§ Text
# # # # #
+2 votes
in Programming Languages by (7.8k points)
edited by

I have a very large CSR matrix that I want to save on the disk so that I can later load it for the processing. I used numpy.save to save my matrix, but it gave error. How can I save a large CSR matrix?

 OverflowError: cannot serialize a string larger than 4GiB

I also tried allow_pickle=False since numpy.save uses pickle protocol 2, but it gave another error

ValueError: Object arrays cannot be saved when allow_pickle=False

1 Answer

0 votes
by (11k points)

You need to use the default value of allow_pickle to save an array object. This is a big issue with numpy save. I think if you use the HIGHEST_PROTOCOL, which is 4, of pickle, you can save a larger CSR matrix, however, there is no option to specify the protocol in numpy save. h5py, which can handle very large data, does not support CSR matrix. So, I would recommend to try pickle.dump() to save your CSR matrix and pickle.load() to load your saved file. If you used python 3 to save your data using pickle.dump(), you might not be able to process that data using python 2 (I have not tested it). Look at this example to understand how to use pickle.
# # # # #
§ What is needed
Continue the forum thread about saving a large CSR matrix to disk, picking up right after its final sentence.
# # # # #
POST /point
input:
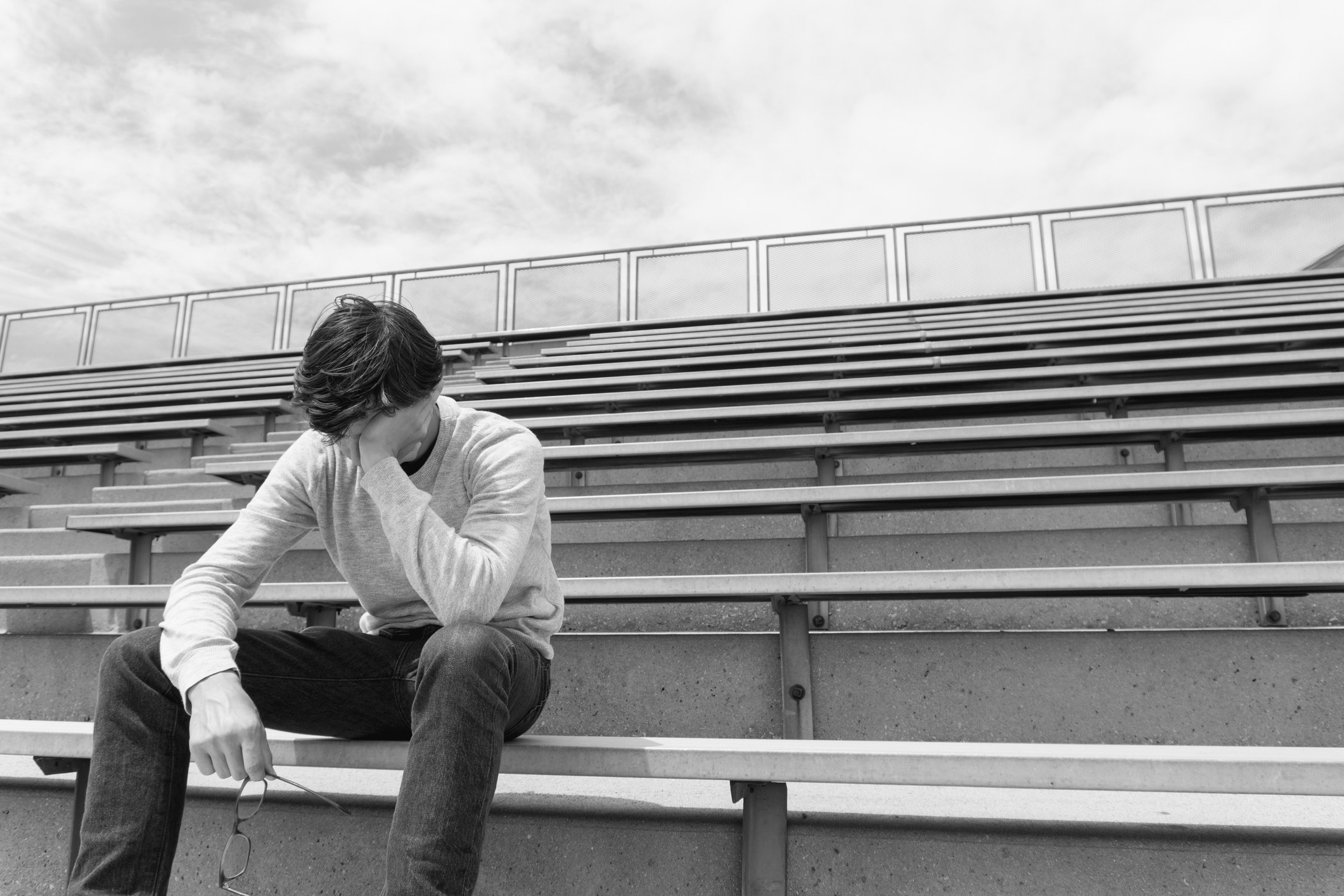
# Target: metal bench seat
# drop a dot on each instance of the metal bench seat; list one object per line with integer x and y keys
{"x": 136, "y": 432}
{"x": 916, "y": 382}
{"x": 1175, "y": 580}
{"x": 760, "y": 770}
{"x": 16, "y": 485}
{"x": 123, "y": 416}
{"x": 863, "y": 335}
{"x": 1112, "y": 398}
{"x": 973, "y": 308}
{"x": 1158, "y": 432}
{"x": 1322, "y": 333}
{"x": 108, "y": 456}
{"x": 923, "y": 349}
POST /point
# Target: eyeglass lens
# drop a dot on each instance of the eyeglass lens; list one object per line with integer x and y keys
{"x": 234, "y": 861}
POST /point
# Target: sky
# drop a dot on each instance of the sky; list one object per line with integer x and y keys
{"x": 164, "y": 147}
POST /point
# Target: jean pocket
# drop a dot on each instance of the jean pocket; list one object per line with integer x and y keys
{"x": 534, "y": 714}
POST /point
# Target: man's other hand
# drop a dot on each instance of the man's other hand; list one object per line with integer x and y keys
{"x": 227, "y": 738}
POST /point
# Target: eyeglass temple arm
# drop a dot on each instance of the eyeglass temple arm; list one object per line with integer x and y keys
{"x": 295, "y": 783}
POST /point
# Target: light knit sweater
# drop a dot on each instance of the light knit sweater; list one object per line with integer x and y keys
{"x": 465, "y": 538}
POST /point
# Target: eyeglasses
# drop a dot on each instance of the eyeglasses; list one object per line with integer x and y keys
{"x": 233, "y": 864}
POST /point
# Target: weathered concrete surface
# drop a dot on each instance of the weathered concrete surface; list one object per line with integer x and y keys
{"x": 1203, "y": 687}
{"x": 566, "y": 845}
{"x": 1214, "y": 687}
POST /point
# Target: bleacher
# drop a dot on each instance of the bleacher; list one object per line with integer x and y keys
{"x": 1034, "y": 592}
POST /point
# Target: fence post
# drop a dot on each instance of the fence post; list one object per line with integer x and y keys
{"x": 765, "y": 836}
# # # # #
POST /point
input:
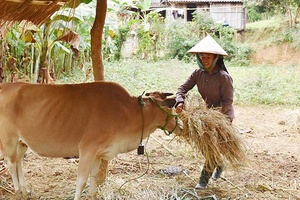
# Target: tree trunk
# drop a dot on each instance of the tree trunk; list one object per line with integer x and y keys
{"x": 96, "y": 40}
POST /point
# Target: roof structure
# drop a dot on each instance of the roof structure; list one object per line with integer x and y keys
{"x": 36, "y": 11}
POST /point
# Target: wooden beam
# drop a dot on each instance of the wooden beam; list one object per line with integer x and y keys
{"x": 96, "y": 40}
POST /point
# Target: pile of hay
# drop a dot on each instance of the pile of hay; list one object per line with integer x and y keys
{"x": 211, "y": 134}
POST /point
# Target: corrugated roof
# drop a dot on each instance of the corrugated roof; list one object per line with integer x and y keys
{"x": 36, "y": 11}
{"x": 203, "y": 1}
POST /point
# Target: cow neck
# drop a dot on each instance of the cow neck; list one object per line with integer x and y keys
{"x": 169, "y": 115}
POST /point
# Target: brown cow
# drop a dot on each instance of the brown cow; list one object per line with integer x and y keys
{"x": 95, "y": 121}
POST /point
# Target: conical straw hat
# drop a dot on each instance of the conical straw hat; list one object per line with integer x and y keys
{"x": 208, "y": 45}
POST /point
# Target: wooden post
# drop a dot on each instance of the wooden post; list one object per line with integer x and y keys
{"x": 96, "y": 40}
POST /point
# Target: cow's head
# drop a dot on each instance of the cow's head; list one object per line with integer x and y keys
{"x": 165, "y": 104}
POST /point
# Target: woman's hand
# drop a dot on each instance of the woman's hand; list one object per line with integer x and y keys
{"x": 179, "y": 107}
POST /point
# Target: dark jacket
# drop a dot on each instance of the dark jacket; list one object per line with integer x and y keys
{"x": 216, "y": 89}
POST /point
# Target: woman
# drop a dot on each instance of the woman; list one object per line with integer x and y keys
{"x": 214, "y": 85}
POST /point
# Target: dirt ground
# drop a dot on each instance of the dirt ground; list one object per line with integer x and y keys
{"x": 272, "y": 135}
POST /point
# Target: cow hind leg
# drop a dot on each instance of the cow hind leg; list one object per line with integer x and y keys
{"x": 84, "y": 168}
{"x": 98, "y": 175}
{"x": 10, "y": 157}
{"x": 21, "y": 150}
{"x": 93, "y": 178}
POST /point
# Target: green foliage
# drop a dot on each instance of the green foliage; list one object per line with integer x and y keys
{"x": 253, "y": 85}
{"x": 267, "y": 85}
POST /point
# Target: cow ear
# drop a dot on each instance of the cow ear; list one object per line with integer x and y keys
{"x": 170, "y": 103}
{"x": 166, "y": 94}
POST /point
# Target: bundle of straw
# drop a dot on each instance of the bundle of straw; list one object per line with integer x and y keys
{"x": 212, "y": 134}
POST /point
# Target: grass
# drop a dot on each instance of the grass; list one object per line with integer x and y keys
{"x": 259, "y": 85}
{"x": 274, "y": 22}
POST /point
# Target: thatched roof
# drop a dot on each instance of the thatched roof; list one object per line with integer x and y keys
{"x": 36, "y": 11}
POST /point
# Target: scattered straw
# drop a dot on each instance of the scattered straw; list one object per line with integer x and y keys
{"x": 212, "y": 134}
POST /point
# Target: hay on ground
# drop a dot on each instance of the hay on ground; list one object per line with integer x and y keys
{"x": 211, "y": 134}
# # # # #
§ Expected answer
>>> X
<7x5 sparse matrix of type '<class 'numpy.int8'>'
        with 13 stored elements in Compressed Sparse Row format>
>>> import pickle

To save
>>> with open('save_csr_data.dat', 'wb') as outfile:
...     pickle.dump(X, outfile, pickle.HIGHEST_PROTOCOL)
...

To read
>>> with open('save_csr_data.dat', 'rb') as infile:
...     x1 = pickle.load(infile)
...
>>> x1
<7x5 sparse matrix of type '<class 'numpy.int8'>'
        with 13 stored elements in Compressed Sparse Row format>
 

...